Objective
Using the entries below, output exactly the line containing "Mark each instance of the person" and all lines that follow it to the end.
-- begin Data shown --
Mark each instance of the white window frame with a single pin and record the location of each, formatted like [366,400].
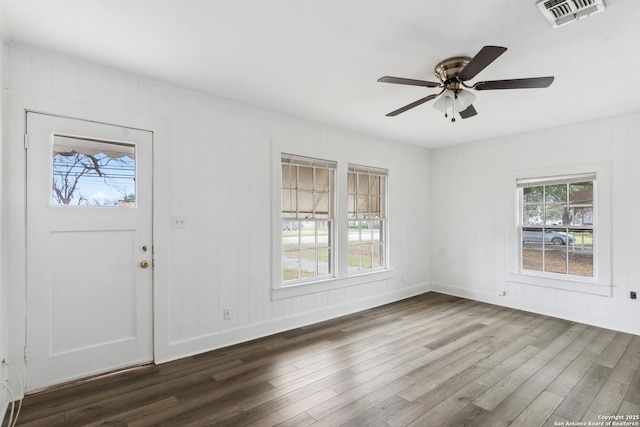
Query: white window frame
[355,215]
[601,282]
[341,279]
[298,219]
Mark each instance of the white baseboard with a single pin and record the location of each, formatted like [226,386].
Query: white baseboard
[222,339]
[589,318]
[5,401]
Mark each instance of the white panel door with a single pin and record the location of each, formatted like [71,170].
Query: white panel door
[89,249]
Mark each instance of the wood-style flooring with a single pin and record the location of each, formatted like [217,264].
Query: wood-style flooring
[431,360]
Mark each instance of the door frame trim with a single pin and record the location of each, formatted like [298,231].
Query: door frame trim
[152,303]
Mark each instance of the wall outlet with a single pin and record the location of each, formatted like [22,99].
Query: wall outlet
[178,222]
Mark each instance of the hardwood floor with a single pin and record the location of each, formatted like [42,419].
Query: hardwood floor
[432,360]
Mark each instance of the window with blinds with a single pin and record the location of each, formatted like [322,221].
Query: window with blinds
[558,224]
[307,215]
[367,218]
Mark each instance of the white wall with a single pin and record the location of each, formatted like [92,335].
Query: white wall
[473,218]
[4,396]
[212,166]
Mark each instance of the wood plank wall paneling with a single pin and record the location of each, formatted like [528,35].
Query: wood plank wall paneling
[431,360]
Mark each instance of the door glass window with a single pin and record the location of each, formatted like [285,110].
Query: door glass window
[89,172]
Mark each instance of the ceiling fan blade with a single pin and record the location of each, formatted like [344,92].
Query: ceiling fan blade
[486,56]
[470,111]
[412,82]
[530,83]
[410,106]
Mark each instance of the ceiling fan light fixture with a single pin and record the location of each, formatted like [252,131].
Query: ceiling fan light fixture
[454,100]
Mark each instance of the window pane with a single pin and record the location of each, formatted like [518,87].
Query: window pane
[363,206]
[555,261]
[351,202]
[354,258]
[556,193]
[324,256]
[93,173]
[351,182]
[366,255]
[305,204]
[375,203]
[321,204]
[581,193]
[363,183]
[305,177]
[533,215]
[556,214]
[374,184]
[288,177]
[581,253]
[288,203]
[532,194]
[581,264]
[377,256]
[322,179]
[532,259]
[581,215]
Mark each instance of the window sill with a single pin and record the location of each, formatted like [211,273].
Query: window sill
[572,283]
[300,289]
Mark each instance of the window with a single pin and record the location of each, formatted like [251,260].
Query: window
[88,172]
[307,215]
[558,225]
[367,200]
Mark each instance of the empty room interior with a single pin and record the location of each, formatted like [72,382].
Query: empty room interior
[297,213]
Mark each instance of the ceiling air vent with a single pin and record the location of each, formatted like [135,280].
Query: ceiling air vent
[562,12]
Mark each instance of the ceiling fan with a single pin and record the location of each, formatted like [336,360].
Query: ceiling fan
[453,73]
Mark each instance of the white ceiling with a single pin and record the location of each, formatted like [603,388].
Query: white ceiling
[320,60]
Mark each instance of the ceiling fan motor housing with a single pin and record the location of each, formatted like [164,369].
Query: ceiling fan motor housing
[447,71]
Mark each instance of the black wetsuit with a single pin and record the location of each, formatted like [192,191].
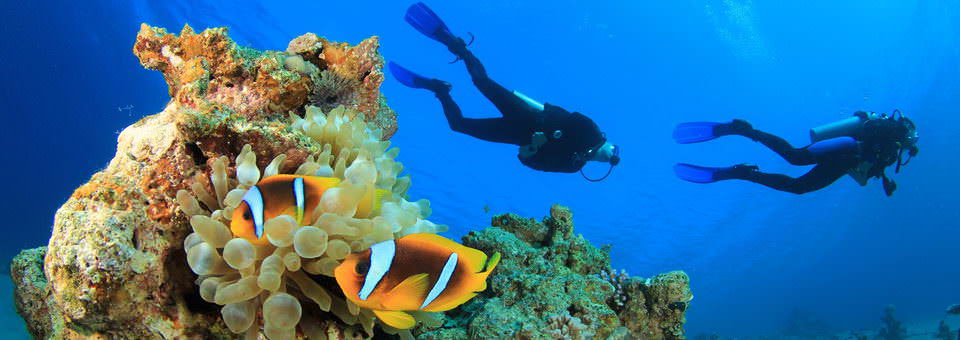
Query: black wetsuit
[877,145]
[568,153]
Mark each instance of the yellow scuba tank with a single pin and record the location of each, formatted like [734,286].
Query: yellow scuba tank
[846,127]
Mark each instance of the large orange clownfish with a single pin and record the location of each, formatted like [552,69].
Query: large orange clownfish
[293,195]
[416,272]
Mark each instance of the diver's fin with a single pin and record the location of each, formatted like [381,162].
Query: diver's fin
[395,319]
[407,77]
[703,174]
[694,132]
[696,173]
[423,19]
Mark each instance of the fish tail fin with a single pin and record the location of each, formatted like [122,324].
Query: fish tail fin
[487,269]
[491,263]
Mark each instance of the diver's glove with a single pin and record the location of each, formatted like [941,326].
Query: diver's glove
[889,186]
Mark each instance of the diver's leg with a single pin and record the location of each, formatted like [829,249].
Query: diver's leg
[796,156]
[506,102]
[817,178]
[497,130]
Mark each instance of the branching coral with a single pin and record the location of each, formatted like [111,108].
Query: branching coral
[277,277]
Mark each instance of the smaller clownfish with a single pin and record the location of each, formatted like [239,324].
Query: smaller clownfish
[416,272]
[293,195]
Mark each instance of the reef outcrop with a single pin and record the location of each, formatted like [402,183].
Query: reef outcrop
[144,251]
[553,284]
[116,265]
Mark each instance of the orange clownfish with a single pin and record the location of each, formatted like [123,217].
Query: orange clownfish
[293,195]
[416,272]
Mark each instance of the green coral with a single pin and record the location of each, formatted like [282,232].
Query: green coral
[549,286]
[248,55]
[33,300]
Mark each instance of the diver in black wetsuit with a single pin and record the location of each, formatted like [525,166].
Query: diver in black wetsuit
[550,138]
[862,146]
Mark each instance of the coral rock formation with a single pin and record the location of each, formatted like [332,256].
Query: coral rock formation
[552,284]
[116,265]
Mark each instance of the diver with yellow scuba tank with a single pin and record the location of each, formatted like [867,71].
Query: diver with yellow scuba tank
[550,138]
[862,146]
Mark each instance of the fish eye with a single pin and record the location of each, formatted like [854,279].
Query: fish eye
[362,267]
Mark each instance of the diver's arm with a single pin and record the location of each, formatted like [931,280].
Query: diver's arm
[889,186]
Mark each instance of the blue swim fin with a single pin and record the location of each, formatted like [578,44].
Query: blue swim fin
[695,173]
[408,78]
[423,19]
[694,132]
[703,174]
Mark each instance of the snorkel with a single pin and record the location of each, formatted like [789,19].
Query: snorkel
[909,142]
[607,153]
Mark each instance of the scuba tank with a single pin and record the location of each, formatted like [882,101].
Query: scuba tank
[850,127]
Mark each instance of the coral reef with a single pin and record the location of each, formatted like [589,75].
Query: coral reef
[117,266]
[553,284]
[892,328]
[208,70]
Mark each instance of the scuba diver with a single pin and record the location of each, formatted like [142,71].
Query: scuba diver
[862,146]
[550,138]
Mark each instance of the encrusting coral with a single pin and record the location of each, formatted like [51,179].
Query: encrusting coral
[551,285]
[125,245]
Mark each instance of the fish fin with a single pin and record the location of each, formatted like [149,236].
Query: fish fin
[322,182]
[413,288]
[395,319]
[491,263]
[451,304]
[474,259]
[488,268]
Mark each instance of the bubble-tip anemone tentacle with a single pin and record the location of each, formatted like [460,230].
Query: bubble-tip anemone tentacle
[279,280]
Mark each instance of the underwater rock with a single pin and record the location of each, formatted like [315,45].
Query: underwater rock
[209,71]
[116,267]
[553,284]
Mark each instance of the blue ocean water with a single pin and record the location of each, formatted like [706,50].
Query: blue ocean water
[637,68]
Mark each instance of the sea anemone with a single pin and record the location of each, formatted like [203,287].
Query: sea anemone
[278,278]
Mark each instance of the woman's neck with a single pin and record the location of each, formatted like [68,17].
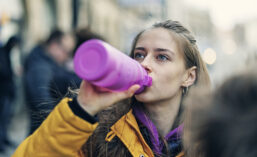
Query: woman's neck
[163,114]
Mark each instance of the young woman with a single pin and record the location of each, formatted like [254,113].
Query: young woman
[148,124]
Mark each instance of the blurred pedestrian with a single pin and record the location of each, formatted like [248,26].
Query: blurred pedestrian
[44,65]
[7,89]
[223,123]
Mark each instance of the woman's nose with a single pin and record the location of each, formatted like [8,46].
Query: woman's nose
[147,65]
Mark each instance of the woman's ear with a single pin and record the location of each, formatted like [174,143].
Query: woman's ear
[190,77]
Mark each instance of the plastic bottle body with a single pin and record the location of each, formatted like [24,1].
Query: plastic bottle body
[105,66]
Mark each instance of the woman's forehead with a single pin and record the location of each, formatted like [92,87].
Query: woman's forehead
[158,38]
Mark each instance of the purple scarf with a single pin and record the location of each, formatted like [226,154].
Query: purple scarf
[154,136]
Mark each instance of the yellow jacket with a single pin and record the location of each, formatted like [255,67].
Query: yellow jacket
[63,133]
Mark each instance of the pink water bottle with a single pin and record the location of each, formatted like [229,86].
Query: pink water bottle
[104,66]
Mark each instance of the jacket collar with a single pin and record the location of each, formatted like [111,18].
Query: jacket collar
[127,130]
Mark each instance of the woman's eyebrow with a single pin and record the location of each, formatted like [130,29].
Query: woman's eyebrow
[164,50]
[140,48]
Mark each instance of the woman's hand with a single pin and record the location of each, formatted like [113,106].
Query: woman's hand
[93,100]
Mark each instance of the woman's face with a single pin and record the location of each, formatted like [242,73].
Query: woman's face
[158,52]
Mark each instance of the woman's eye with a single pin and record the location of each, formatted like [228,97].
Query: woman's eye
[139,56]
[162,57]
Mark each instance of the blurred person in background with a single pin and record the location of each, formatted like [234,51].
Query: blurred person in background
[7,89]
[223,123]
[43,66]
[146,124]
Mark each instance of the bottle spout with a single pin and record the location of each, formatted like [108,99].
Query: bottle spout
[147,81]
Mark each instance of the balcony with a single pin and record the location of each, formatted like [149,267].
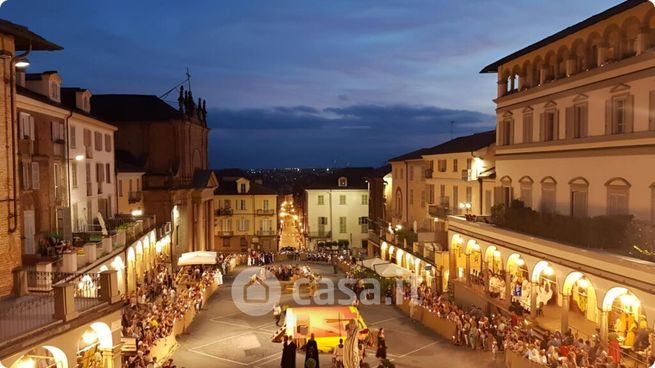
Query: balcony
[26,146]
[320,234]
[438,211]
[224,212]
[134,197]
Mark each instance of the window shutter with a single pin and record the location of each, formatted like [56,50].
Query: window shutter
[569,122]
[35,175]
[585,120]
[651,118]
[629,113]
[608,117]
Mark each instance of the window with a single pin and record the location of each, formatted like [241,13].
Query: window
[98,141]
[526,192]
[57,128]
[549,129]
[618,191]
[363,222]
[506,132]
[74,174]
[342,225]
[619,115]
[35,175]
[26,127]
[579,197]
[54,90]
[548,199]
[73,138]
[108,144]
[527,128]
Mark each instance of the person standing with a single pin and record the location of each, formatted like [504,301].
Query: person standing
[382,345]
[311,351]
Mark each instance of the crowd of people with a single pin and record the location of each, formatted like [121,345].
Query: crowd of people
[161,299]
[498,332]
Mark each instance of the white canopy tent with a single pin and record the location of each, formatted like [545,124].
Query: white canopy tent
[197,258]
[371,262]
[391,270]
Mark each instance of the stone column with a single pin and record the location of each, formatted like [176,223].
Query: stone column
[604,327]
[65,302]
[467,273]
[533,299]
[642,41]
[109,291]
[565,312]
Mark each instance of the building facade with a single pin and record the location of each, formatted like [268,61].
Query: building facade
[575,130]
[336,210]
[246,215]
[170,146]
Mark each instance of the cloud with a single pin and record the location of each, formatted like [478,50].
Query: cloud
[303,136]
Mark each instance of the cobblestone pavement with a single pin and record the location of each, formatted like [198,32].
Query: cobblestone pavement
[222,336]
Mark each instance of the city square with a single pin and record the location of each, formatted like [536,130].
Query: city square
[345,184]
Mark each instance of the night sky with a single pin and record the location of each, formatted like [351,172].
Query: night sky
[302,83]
-- end Data shown --
Worked solution
Mark each instance of the person standing with a single pin and record the location of each, formatted like [504,301].
Query: person standing
[382,345]
[311,351]
Mark each instance of the crowd of people with a single pin and record the location of each, formatted like [121,345].
Query: crowd of people
[161,299]
[498,332]
Mark each instance of the white canopy tent with a single pin and record the location of each, formatted like [545,124].
Query: white canopy tent
[197,258]
[371,262]
[391,270]
Mark each instance of the stone column with a single pin and record the location of each, formatted like [176,223].
Query: stone column
[604,327]
[65,302]
[467,273]
[533,299]
[642,41]
[109,291]
[565,312]
Mark each instance of the building facade with a single pin and record the location of each, formatted like [268,61].
Query: building facade
[575,130]
[336,210]
[246,215]
[170,146]
Mark each instance of the cloud with a single pin and record the location of each, formatted like [478,50].
Query: cloud
[303,136]
Mark each instance of the cobblestone pavement with a single pin and record the location of each, formatted like [198,32].
Query: cobblestone pavement
[222,336]
Mark each instance of the city square with a single pin and record the location of each, formatted like [536,130].
Query: city square
[345,184]
Mark each instance of the night sky with a single pin and record the location of each, formatted like [351,172].
Query: night sky
[302,83]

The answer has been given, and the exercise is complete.